HOW TO COMPLETE THIS TASK - An exact reprint of the whole listing is what the answer must contain.

EXCERPTED RECORDS -
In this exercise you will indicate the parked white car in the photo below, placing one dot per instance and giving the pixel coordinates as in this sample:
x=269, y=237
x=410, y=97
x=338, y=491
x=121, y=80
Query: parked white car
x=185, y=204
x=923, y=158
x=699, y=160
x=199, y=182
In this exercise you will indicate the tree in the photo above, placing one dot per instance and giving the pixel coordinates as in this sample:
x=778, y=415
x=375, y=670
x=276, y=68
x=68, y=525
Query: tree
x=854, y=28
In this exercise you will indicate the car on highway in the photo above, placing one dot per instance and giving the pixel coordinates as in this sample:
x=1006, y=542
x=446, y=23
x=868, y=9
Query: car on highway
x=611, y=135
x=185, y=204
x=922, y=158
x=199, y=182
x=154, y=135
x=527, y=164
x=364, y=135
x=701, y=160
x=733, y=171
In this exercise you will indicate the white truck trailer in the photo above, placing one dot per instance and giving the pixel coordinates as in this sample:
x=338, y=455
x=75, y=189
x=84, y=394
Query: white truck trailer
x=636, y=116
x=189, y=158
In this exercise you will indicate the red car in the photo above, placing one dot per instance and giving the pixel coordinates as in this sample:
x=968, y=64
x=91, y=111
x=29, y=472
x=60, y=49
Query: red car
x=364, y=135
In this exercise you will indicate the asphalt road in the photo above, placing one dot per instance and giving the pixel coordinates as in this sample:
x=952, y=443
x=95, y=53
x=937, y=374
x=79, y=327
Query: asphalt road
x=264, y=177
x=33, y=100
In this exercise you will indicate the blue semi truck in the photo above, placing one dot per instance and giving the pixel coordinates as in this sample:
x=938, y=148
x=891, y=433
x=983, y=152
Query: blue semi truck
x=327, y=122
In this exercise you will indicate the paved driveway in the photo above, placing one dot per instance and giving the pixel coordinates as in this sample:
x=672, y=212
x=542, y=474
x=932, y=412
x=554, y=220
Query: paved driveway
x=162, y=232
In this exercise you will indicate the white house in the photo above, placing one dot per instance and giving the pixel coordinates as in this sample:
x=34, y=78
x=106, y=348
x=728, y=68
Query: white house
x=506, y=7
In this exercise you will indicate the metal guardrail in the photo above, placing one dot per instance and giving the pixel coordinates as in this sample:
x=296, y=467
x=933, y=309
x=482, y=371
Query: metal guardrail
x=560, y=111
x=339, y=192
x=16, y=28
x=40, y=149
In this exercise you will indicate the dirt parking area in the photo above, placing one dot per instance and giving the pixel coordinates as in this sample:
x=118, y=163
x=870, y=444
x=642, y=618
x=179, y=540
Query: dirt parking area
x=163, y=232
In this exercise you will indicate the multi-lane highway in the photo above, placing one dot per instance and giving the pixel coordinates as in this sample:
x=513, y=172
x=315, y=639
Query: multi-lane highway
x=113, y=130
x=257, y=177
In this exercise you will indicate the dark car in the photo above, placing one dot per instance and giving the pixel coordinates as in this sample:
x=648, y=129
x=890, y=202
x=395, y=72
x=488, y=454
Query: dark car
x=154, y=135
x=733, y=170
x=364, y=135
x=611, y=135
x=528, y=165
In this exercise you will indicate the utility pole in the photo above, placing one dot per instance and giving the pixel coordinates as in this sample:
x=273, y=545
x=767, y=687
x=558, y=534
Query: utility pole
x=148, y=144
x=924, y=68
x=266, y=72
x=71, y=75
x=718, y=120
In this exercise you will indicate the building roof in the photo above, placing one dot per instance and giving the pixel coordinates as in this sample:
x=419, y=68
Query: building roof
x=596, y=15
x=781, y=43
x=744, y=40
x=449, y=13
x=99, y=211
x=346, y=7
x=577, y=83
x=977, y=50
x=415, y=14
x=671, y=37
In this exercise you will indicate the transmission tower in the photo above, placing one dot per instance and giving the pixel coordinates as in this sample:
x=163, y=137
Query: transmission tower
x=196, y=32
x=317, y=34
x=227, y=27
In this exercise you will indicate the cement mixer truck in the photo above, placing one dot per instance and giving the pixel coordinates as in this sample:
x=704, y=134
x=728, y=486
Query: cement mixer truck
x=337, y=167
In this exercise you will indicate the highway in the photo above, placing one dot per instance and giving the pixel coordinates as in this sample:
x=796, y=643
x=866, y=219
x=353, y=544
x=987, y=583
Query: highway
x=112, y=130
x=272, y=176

REPLY -
In this exercise you will indicate the parked white car in the photo below, placing one dot per instance and giving the pixel coordinates as in this sample:
x=269, y=237
x=410, y=97
x=338, y=491
x=121, y=80
Query: parked white car
x=185, y=204
x=923, y=158
x=699, y=160
x=199, y=182
In this exercise you will indicate the tree in the photo above, placing one dot per instance and giving the pixel coordinates as in this sample:
x=778, y=415
x=375, y=670
x=276, y=68
x=68, y=525
Query: tree
x=854, y=28
In this exercise you will indicate the car on highway in the photo above, placing one dot per instance and giving the pixel coordinates as in this sample:
x=1006, y=542
x=446, y=23
x=868, y=9
Query: car on highway
x=611, y=135
x=185, y=204
x=922, y=158
x=199, y=182
x=154, y=135
x=527, y=164
x=364, y=135
x=701, y=160
x=733, y=171
In this exercise you will indicate the white truck trailer in the photo above, placing one dot per instance and giving the pixel coordinates as in this sample:
x=338, y=455
x=75, y=189
x=84, y=394
Query: white truck trailer
x=636, y=116
x=189, y=158
In this exercise you will indicate the red car in the photo above, placing one dot per instance and giving the pixel coordinates as in this sample:
x=968, y=64
x=91, y=111
x=29, y=472
x=60, y=49
Query: red car
x=364, y=135
In this exercise you will indicate the asphalt road in the photo above, placing one dot per instance and giving the pixel coordinates as in this sample:
x=952, y=443
x=95, y=53
x=937, y=374
x=79, y=327
Query: asphalt road
x=264, y=177
x=33, y=100
In this exercise you will indicate the blue semi truck in the photo above, placing one dot per instance and giving the pixel coordinates as in this sample:
x=938, y=148
x=891, y=433
x=983, y=152
Query: blue semi truck
x=327, y=122
In this exercise you will indicate the paved driveway in the photo above, placing one dot per instance and giving the pixel coordinates as in this sample:
x=672, y=212
x=542, y=474
x=932, y=412
x=554, y=220
Query: paved driveway
x=162, y=232
In this exercise you will indicate the white house in the photo above, placing one dot per instance and giving the pixel coordinates as in this sample:
x=34, y=78
x=106, y=348
x=728, y=68
Query: white house
x=506, y=7
In this exercise you will indicate the metal guardrail in the photo above, placing one dot per instance and giving the pixel coordinates as in this sample:
x=296, y=467
x=933, y=309
x=482, y=371
Query: metal guardrail
x=560, y=111
x=339, y=192
x=16, y=28
x=40, y=149
In this exercise you will indicate the dirt parking area in the photo above, placing one dot per instance and giving the pixel coordinates as in this sample:
x=118, y=163
x=870, y=444
x=642, y=618
x=179, y=540
Query: dirt parking area
x=163, y=232
In this exercise you will indicate the multi-lane highway in the photo above, placing one dot per instance and giving the pixel coordinates as in this sample:
x=513, y=172
x=315, y=639
Query: multi-lane highway
x=113, y=130
x=257, y=177
In this exercise you will indicate the dark car in the photo above, placing one dot per instance and giving the pixel coordinates as in this sample:
x=648, y=129
x=890, y=202
x=395, y=72
x=488, y=454
Query: dark car
x=154, y=135
x=733, y=170
x=364, y=135
x=611, y=135
x=528, y=165
In this exercise you will indicate the utility pole in the photo above, placing one dot per instance and giving the pixel coordinates as in this sample:
x=273, y=545
x=767, y=687
x=558, y=534
Query: utility pole
x=148, y=144
x=924, y=68
x=266, y=72
x=71, y=75
x=718, y=120
In this exercise you will indicate the building roof in the photo above, placing one dot per instance and giving the pixel coordinates as in this sample:
x=419, y=68
Query: building roof
x=596, y=15
x=781, y=43
x=744, y=40
x=449, y=13
x=99, y=211
x=346, y=7
x=577, y=83
x=977, y=50
x=415, y=14
x=671, y=37
In this exercise you will indicate the transmission tower in the photo above, placing one dot per instance and giving the pixel coordinates as in this sample:
x=163, y=137
Query: transmission tower
x=196, y=32
x=317, y=34
x=227, y=27
In this exercise you will indicate the cement mixer truck in the photo above, placing one dot per instance and giving the pixel coordinates as in this sample:
x=704, y=134
x=728, y=486
Query: cement mixer truck
x=337, y=167
In this exercise you will indicate the highway in the photo above, placing one dot per instance and giving the pixel coordinates as in this sample:
x=796, y=643
x=866, y=219
x=353, y=544
x=987, y=583
Query: highway
x=112, y=130
x=272, y=176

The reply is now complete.